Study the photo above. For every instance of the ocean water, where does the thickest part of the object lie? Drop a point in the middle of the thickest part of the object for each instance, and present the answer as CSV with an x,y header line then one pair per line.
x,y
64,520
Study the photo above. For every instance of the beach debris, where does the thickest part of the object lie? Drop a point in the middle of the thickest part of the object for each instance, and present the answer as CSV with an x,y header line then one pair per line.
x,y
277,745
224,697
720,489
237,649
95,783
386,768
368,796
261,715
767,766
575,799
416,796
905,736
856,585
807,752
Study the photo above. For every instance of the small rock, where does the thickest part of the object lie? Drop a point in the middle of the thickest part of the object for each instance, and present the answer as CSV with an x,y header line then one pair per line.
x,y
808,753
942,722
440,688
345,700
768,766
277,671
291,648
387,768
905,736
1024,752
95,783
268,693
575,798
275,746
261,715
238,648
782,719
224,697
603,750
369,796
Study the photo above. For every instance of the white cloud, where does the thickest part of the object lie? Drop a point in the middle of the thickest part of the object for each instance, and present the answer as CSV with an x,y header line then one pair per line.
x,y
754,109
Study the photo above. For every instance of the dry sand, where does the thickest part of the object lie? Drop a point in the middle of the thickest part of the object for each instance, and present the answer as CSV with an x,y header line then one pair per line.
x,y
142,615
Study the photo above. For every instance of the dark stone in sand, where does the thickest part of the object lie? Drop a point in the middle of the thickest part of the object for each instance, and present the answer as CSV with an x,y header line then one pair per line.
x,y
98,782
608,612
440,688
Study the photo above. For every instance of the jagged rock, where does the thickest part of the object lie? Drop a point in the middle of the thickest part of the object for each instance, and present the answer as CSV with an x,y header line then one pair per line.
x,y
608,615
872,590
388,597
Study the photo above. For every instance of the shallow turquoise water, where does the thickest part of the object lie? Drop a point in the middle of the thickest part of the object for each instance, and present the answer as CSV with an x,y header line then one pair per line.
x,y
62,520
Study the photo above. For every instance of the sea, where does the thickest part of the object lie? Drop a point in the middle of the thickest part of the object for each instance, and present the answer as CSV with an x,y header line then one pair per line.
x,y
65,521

**SET EXERCISE:**
Starting at the line that contains "Study the photo above. For every instance of the dark" and ending at the last line of the records, write out every line again, requests included. Scale each point coordinate in the answers by 1.65 and round it to a whole number, with halves rounded up.

**FINAL RESULT:**
Study the photo above. For every instance of the dark stone in sand, where does the thickest part of the object lie? Drop a point in the middle of the thickest part of the object for each instance, and present the answer as CSV with an x,y header line then one pair per line.
x,y
162,1290
1003,1010
726,1135
Study the photo above. For every instance of the jagged rock, where does the thickest part of the object lie? Drop a point in the middle of the thickest part of the object for each instance, and present the answer as CSV with an x,y header line then one pair per line.
x,y
1003,1015
1439,974
640,985
Study the photo above. For every instance of the shallow turquoise water, where does the thickest part of the object lie? Drop a point in the middle of the thickest part of the object for each instance, and present the answer as CSV with an x,y header line then one pair per line.
x,y
102,858
Study the photo above. For every instance of the sea, where does the thickest part of the object lie? Drop a point in the middle of the thickest part of the object for each instance, and present the answer as CSV with an x,y header line then one pair per line.
x,y
107,860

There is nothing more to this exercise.